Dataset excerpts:
··········
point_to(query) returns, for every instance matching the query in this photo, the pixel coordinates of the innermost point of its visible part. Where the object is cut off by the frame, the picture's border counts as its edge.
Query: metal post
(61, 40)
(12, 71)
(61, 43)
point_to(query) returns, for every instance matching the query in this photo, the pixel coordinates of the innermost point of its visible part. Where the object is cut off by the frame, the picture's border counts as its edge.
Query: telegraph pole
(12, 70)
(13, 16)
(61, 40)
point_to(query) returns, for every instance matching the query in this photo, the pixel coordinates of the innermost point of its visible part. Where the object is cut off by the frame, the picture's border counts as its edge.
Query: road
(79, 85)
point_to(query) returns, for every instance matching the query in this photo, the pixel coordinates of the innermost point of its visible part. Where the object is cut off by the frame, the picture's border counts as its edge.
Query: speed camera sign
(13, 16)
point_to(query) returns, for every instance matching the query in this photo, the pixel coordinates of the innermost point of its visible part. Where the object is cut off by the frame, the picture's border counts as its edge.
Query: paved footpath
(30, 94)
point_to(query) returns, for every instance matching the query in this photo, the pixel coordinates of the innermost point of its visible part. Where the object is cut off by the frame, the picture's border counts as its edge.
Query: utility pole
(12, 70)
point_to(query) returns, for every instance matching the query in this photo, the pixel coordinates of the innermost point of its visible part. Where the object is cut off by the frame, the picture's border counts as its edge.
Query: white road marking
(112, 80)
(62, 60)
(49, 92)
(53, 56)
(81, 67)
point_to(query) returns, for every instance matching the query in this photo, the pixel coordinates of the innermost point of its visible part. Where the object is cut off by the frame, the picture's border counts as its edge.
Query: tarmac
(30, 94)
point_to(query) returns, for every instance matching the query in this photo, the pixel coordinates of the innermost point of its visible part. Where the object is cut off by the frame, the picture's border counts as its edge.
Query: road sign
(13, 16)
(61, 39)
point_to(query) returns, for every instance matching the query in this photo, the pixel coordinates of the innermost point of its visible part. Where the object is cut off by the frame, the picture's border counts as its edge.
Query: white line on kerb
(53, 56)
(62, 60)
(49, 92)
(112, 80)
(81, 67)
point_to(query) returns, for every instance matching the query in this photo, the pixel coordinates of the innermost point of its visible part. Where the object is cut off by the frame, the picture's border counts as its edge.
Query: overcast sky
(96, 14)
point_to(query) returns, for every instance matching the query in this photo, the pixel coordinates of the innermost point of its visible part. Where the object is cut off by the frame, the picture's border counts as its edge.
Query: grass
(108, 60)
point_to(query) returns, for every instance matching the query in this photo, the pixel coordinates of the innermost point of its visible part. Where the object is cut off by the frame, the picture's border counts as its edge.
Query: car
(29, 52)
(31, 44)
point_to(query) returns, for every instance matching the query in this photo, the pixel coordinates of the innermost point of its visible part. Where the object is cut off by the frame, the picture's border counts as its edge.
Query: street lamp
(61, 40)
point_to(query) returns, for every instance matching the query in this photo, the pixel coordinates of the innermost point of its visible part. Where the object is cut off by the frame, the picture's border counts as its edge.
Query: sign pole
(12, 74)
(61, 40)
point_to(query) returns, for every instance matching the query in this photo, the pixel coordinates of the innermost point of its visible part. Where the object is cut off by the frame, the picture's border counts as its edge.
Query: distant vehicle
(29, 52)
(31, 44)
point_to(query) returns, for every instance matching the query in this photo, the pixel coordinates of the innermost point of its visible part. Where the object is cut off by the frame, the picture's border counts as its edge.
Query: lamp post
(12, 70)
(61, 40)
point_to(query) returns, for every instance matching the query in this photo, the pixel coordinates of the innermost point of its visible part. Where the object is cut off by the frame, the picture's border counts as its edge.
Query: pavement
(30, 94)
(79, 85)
··········
▶ [WORK TO BE COMPLETED]: Every line of the data should be copied exactly.

▶ [RESULT BELOW]:
point_to(query) returns, for every instance matching the query in this photo, the pixel coordinates of the innermost point of its visible part. Where the object is cut off by the frame, the picture's border counts as its edge.
Query: metal post
(61, 40)
(12, 71)
(61, 43)
point_to(query) returns, for every instance matching the query in this photo, the pixel coordinates of the innermost point of its visible part. Where the object is cut off by the frame, the picture's border counts as its edge.
Query: telegraph pole
(12, 70)
(13, 16)
(61, 40)
point_to(query) returns, for every instance matching the query in this photo, the pixel coordinates of the innermost point of its visible part. Where the object is cut off by the frame, the picture's border counts as its edge.
Query: road
(79, 85)
point_to(query) returns, for every instance matching the query in this photo, the pixel coordinates of the innermost point of its visible part. Where the object is cut off by the frame, the picture's border counts as its edge.
Query: speed camera sign
(13, 16)
point_to(query) returns, for every instance matching the query in this photo, the pixel coordinates of the innermost point of its visible part. Where the object is cut off by the frame, the picture's border counts as its edge.
Query: paved footpath
(30, 94)
point_to(query) returns, for every instance matching the query in this photo, the pixel coordinates of the innermost point of its visible part. Where the object is cut off by the frame, the picture's border counts as its edge.
Query: utility pole
(12, 70)
point_to(query) returns, for every instance matching the query in this photo, the pixel coordinates of the innermost point of its visible part. Where the object is cut off by the frame, the picture's border counts as its edge.
Query: white road marking
(112, 80)
(62, 60)
(49, 92)
(53, 56)
(81, 67)
point_to(query) returns, for every instance matching the query in this photo, the pixel coordinates of the innermost point of its visible part. Where the object is cut off by the frame, the picture's border counts as its edge.
Query: tarmac
(30, 94)
point_to(query) returns, for every instance matching the query in this photo, the pixel coordinates of the innermost point of its visible part. Where the object is cut off by the frame, the picture's border counts as its edge.
Query: road sign
(13, 16)
(61, 39)
point_to(query) returns, for every instance matching the query in this photo, the pixel coordinates of the innermost point of its visible part. Where the object is cut off by the frame, the picture's border counts as its edge.
Query: white line on kerb
(53, 56)
(62, 60)
(49, 92)
(112, 80)
(81, 67)
point_to(query) returns, for every instance matching the query in this photo, the pixel coordinates of the innermost point of its visible part. Where the object is cut off by the frame, the picture's border counts as its edge.
Query: overcast sky
(96, 14)
point_to(query) returns, for every instance matching the query in this photo, the pixel coordinates of the innermost point of its visible part. Where the object is cut off by the frame, the picture's border counts as its edge.
Query: grass
(108, 60)
point_to(query) returns, for every instance matching the query in this photo, the pixel coordinates of the innermost point of its visible part. Where the object is cut off by the frame, the picture's border counts as its edge.
Query: car
(29, 52)
(31, 44)
point_to(query) returns, for every instance matching the query in this photo, the pixel coordinates of the innermost point of its visible part. Where the object is cut off by the frame, the picture's border counts as its edge.
Query: street lamp
(61, 40)
point_to(query) returns, for every instance matching the query in this photo, the pixel coordinates of the innermost point of its visible part. Where the object is cut off by the frame, the picture's border counts as its edge.
Query: sign pole
(12, 74)
(61, 40)
point_to(query) returns, for every instance matching the query in this photo, the pixel coordinates of the innermost point of its visible part. Where the object is cut off by the frame, the picture's border counts as its edge.
Query: distant vehicle
(29, 52)
(31, 44)
point_to(query) returns, for every instance matching the query in this photo, the pixel coordinates of the innermost point of its visible part. Where the object is cut off by the frame, the picture's border counts as its edge.
Query: lamp post
(12, 70)
(61, 40)
point_to(query) returns, for every instance matching the query in this photo, the pixel coordinates of the innermost point of its visible part. Where the object is cut off by the frame, the picture's border counts as its edge.
Query: pavement
(30, 94)
(79, 85)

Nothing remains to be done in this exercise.